Requirement. List each line of the data below that contains the string "shovel", copying the line in full. Matching is case-sensitive.

Supplied records.
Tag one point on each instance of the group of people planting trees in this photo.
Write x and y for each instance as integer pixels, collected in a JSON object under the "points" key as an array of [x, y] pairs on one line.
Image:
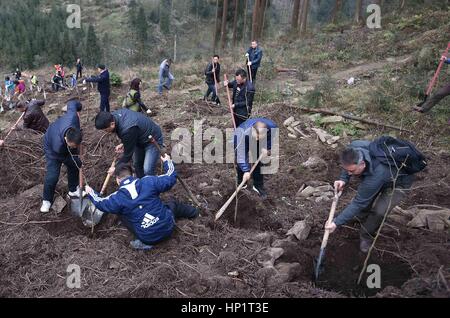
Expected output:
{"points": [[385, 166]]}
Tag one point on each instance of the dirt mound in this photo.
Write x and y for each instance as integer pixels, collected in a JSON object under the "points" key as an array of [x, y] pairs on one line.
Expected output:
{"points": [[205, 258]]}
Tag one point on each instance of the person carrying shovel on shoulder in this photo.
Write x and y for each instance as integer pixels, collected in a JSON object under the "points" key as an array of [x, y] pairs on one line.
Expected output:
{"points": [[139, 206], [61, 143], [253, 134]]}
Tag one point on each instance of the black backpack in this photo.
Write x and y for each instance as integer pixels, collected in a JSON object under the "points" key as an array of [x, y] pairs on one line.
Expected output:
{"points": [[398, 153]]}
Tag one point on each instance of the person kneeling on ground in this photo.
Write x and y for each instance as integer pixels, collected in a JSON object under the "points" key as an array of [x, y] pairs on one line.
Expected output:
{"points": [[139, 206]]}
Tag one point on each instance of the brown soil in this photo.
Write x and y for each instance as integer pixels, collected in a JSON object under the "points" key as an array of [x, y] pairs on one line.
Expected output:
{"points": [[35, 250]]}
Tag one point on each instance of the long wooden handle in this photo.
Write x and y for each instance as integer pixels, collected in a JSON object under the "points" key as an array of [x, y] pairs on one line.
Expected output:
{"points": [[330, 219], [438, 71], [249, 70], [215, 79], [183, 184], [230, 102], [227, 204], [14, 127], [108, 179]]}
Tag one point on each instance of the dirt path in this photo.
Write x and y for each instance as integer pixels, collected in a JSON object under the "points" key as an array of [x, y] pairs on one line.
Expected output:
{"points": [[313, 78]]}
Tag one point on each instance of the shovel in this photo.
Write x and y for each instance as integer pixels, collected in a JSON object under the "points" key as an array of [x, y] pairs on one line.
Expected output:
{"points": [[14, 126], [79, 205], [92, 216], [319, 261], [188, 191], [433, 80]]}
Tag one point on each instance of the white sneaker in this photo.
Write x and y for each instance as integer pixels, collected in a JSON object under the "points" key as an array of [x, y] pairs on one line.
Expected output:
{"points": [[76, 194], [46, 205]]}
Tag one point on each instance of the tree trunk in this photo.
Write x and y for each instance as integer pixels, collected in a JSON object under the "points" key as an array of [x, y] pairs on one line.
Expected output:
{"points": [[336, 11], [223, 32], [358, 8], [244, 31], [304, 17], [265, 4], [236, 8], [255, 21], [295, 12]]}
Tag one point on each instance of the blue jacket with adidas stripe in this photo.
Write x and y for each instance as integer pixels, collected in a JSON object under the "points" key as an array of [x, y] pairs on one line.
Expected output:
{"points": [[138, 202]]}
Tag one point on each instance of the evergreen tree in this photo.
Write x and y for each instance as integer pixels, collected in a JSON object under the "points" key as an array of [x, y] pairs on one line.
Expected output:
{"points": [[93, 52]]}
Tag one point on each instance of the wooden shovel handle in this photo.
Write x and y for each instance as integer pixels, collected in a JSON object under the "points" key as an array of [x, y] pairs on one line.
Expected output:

==

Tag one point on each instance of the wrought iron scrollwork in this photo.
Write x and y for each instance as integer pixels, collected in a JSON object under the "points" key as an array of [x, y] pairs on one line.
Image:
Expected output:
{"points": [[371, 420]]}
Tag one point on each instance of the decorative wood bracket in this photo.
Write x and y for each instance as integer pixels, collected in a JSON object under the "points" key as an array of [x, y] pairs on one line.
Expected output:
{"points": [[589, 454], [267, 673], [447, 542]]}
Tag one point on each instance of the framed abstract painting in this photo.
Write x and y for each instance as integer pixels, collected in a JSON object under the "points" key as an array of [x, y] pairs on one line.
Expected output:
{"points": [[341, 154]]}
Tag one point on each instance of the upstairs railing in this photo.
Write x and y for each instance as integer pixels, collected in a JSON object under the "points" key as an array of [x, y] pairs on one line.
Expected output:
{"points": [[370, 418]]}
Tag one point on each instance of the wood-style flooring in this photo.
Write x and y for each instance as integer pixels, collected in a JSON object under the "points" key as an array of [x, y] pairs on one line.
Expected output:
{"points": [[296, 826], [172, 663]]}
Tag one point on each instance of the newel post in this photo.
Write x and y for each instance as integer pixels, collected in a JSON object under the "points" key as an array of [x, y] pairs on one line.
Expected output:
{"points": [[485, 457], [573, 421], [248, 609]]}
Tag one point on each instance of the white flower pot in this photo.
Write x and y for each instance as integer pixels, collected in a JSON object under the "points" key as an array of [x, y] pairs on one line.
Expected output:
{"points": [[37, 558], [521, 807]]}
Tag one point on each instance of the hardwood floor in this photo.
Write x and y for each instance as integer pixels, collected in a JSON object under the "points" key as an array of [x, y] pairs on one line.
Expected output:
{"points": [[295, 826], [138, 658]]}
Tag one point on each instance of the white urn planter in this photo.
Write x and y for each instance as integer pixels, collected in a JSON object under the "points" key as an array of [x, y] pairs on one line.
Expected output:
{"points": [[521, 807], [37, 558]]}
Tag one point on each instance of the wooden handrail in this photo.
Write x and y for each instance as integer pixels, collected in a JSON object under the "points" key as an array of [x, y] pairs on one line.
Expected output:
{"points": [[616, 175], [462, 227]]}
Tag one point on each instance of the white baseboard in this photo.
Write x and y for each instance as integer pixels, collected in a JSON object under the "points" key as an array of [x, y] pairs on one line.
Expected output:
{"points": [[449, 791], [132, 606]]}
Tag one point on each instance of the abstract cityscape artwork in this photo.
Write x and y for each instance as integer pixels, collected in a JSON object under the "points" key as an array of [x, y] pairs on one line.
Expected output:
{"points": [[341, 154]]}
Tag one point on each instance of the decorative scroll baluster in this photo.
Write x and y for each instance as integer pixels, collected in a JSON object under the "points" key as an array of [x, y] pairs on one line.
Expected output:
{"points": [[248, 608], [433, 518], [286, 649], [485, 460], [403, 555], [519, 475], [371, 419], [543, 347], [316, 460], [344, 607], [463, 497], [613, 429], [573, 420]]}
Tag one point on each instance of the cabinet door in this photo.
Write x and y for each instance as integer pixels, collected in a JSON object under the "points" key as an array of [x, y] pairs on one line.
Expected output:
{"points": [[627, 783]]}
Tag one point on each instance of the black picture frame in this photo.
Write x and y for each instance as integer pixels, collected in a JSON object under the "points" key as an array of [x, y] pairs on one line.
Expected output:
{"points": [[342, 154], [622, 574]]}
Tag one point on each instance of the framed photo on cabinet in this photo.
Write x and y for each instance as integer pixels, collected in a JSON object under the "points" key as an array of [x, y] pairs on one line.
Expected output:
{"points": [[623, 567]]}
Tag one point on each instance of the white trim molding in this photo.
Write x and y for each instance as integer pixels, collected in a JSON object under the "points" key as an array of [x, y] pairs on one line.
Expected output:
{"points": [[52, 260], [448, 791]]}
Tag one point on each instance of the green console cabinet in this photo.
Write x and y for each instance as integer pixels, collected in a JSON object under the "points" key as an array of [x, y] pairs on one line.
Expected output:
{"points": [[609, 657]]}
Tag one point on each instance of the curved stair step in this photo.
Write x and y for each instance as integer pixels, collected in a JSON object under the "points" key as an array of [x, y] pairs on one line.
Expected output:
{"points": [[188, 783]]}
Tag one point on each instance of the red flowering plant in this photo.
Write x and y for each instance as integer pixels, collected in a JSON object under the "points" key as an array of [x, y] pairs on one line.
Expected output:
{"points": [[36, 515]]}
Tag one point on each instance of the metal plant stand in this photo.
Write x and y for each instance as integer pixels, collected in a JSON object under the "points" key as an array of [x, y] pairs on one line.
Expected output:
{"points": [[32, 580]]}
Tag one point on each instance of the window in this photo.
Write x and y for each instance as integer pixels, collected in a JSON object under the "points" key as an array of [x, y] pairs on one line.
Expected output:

Result of this task.
Tag one point on each instance of the person carrying shovel on shoulder in this photo.
Tag one point on each instance of the shovel in this photo.
Tag one point on each instance of the wooden shovel handle in this photo.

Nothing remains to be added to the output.